# Start of Page excerpt

By Ryan Horner
1. Put on your road shoes. These are the same brand of shoes you’ve always worn, the same brand that got you started as a runner a decade ago as a twig-like sixth grader. These are the same brand that got you through four years of high school and then four years of college cross-country and track.
These are, actually, the very same pair of road shoes you were wearing last year at this time, when you graduated college and called it quits on running. Though you haven’t worn them in a year, the tread is nearly non-existent.
Yes, they have seen too many miles, but no, you cannot justify buying new ones—not yet. You are broke as you’ve ever been, broke as a joke, broke as a grad student living off of a threadbare monthly stipend. Put them on anyway. You are nothing if not loyal.
2. Get out on the trails. It would be a shame not to. You’ve recently moved out to California, after all—the mythic land of the near-endless single-track, with coastlines and deserts and mountains and everything in between—and it’s all much better than anything you’d find back in the Indiana countryside where you grew up and learned to run.
Begin each run by reminding yourself that, while you will surely struggle, while you will surely huff and puff and sweat and generally make the high-pitched desperate pleading sounds of a dying or tortured mammal much smaller than you—while all of that is true, remember: to struggle at all is a kind of beauty. When presented with photographic evidence to the contrary, shrug it off. Ain’t nobody gonna dull your shine.
Sometime during the winter—a word, it turns out, that means something entirely different in California—as the mist is rolling in over a ridgeline that you’re just about to crest, and your arms finally start to get that sweet-as-honey swing back to them, and then you get passed by a mud-flinging woman wearing what look like all-terrain tires—except on her shoes—and a water-logged vest that’s must weigh at least forty pounds—and the woman lets out what can only be described as a hell-raising yell—sometime during all of this, decide that you want to run an ultramarathon.

# End of Page excerpt

→ Request A
Where did the writer of the essay grow up and learn to run?
→ Request B
Please copy the part of the essay starting at "2. Get out on" and ending at "dull your shine.".
The entries that follow have no connection to the essay.

# Start of Extracted records

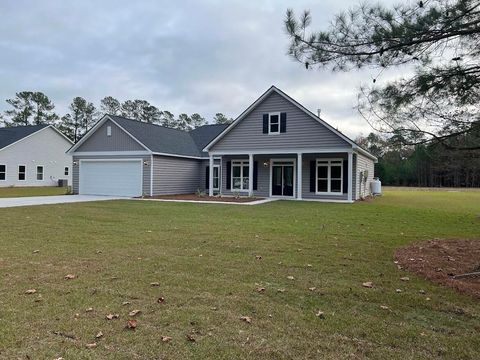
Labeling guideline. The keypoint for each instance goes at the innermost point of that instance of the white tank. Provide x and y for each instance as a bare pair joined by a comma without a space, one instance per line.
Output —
376,186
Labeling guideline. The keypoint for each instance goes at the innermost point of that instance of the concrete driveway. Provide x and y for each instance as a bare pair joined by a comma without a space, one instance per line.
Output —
45,200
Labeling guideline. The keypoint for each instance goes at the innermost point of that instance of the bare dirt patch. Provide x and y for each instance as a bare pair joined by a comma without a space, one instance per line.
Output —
195,197
439,260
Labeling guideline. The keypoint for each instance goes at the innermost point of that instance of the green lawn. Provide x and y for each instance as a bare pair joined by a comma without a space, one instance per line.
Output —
17,191
204,258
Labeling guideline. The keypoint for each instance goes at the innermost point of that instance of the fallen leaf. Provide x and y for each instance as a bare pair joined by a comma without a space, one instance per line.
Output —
247,319
112,316
132,324
134,312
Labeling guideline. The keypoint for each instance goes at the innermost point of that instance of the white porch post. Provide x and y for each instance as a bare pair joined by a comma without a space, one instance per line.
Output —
299,176
250,174
350,175
210,177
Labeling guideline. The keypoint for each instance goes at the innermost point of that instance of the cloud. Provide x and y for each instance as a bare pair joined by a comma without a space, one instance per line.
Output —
185,56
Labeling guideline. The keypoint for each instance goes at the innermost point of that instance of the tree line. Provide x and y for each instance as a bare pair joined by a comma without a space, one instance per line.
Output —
426,165
35,108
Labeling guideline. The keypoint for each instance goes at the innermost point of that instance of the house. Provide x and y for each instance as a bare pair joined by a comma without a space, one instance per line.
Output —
275,148
34,156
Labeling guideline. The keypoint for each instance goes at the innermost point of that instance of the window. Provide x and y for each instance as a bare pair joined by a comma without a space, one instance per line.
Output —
240,175
274,123
329,176
216,177
40,173
21,172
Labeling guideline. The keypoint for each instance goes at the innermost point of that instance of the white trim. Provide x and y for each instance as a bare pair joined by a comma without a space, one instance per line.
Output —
110,160
294,102
283,151
111,153
329,177
24,173
272,163
36,132
242,161
95,127
43,172
270,123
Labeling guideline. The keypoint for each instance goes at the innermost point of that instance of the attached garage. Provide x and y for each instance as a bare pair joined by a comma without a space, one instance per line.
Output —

# End of Extracted records

→ Reply A
In the Indiana countryside.

→ Reply B
2. Get out on the trails. It would be a shame not to. You’ve recently moved out to California, after all—the mythic land of the near-endless single-track, with coastlines and deserts and mountains and everything in between—and it’s all much better than anything you’d find back in the Indiana countryside where you grew up and learned to run.
Begin each run by reminding yourself that, while you will surely struggle, while you will surely huff and puff and sweat and generally make the high-pitched desperate pleading sounds of a dying or tortured mammal much smaller than you—while all of that is true, remember: to struggle at all is a kind of beauty. When presented with photographic evidence to the contrary, shrug it off. Ain’t nobody gonna dull your shine.